Task goal =
Where the records below reach the line containing "Query: dog's hind leg", start transcribing, and end with the line containing "[indicate] dog's paw", exactly and with nothing else added.

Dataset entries
· · · · ·
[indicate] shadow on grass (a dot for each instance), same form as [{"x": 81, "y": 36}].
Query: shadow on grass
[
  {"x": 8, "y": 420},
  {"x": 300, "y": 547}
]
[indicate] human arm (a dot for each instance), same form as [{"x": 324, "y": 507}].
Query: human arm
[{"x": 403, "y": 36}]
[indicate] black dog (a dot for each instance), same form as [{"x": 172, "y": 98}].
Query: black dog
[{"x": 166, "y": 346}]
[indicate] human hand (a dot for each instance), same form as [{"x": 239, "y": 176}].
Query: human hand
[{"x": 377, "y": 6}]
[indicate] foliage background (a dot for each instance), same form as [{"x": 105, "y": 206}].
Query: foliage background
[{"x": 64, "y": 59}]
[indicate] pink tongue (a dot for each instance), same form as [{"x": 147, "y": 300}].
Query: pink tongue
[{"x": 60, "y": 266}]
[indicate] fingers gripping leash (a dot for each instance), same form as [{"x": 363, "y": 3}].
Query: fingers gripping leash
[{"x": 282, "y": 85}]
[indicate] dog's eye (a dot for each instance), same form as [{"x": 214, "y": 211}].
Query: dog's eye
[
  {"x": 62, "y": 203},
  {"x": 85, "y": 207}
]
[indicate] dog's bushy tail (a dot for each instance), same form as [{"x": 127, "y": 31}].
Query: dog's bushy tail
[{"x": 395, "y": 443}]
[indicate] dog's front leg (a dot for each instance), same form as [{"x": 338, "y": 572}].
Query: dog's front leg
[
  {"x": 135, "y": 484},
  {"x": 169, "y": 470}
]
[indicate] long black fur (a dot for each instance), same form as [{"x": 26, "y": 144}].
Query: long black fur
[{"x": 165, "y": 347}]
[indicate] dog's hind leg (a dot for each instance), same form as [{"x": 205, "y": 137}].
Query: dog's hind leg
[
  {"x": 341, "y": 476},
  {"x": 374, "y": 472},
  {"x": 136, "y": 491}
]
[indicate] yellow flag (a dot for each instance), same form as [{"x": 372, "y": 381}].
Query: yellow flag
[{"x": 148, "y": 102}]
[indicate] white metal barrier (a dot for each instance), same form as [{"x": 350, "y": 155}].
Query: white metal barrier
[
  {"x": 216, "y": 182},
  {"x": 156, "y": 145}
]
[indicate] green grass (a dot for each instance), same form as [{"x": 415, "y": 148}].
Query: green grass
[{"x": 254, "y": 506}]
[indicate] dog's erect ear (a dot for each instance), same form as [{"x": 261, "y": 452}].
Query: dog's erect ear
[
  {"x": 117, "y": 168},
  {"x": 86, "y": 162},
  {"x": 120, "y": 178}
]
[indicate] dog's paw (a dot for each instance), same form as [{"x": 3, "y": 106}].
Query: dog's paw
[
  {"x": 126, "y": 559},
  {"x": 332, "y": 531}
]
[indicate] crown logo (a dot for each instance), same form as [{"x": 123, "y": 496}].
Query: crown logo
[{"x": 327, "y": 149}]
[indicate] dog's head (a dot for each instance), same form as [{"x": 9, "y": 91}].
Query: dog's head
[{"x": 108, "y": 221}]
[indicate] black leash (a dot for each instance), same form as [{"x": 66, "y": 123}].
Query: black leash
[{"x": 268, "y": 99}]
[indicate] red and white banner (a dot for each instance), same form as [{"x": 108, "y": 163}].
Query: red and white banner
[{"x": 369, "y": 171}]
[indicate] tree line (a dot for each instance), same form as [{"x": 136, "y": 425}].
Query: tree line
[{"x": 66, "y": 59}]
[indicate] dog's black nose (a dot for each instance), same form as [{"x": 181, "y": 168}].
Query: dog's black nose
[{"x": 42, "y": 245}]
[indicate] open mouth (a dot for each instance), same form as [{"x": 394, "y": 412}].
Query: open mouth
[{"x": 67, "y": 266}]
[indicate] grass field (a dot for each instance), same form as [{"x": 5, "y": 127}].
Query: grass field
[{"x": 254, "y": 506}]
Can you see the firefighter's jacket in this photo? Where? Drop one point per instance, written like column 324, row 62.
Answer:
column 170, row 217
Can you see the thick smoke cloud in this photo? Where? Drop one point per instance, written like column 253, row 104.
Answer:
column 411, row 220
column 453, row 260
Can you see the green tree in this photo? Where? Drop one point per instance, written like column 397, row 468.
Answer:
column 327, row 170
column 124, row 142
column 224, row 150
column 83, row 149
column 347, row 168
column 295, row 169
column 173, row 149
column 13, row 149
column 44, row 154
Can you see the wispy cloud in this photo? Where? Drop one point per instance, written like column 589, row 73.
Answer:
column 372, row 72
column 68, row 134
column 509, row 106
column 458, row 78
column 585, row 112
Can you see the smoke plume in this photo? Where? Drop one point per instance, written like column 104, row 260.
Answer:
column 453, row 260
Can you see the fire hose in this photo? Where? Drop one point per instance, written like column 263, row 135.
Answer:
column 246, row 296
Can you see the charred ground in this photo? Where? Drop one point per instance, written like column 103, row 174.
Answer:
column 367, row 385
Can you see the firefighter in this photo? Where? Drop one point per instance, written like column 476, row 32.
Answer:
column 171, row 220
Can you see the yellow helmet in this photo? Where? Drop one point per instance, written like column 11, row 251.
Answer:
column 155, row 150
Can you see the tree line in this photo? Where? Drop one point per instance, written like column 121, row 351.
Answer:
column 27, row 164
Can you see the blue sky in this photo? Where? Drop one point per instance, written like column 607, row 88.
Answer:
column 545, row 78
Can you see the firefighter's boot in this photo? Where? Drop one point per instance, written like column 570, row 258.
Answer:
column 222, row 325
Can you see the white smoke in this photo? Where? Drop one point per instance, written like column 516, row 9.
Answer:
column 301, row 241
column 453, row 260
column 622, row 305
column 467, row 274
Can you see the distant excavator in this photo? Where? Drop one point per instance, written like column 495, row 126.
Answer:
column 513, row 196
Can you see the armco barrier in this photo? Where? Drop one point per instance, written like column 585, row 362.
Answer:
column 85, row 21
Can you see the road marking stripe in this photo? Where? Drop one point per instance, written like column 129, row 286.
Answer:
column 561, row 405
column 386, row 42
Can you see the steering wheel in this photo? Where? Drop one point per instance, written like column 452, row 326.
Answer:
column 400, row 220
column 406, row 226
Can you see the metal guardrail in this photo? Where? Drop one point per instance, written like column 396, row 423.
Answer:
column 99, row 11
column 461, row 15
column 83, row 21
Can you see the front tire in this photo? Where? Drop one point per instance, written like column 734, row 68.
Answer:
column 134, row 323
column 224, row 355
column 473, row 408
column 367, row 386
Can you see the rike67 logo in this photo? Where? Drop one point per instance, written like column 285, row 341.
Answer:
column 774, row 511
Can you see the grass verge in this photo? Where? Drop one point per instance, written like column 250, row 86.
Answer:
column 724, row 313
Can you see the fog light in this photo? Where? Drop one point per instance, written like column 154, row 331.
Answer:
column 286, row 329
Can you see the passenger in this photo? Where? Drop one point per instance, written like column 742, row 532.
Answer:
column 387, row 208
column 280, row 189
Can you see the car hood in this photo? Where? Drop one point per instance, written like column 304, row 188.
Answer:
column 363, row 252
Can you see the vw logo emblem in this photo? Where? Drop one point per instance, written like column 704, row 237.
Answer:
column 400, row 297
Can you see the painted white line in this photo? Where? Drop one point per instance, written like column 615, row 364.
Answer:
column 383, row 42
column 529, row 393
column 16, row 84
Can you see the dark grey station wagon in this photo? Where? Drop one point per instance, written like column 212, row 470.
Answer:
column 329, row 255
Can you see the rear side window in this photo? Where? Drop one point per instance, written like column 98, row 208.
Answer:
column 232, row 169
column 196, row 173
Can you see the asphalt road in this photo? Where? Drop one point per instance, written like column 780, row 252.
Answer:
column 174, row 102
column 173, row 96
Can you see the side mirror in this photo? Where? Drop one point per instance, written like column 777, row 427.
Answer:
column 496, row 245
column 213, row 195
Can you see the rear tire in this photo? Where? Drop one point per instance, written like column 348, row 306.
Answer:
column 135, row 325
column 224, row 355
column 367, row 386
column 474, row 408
· · · · ·
Worked solution =
Query: dog's hind leg
[
  {"x": 341, "y": 476},
  {"x": 374, "y": 472},
  {"x": 136, "y": 491}
]
[indicate] yellow flag (a dot for each instance), same form as [{"x": 372, "y": 381}].
Query: yellow flag
[{"x": 148, "y": 102}]
[indicate] white metal barrier (a dot for each instance), same form as [{"x": 350, "y": 155}].
Query: white metal barrier
[
  {"x": 216, "y": 182},
  {"x": 156, "y": 145}
]
[indicate] green grass (a dot for each instance), same form as [{"x": 415, "y": 148}].
Query: green grass
[{"x": 254, "y": 506}]
[indicate] dog's erect ear (a dot for each instance), same form as [{"x": 261, "y": 452}].
Query: dog's erect ear
[
  {"x": 117, "y": 168},
  {"x": 86, "y": 162},
  {"x": 120, "y": 178}
]
[indicate] dog's paw (a dot for each instance), same form as [{"x": 3, "y": 106}].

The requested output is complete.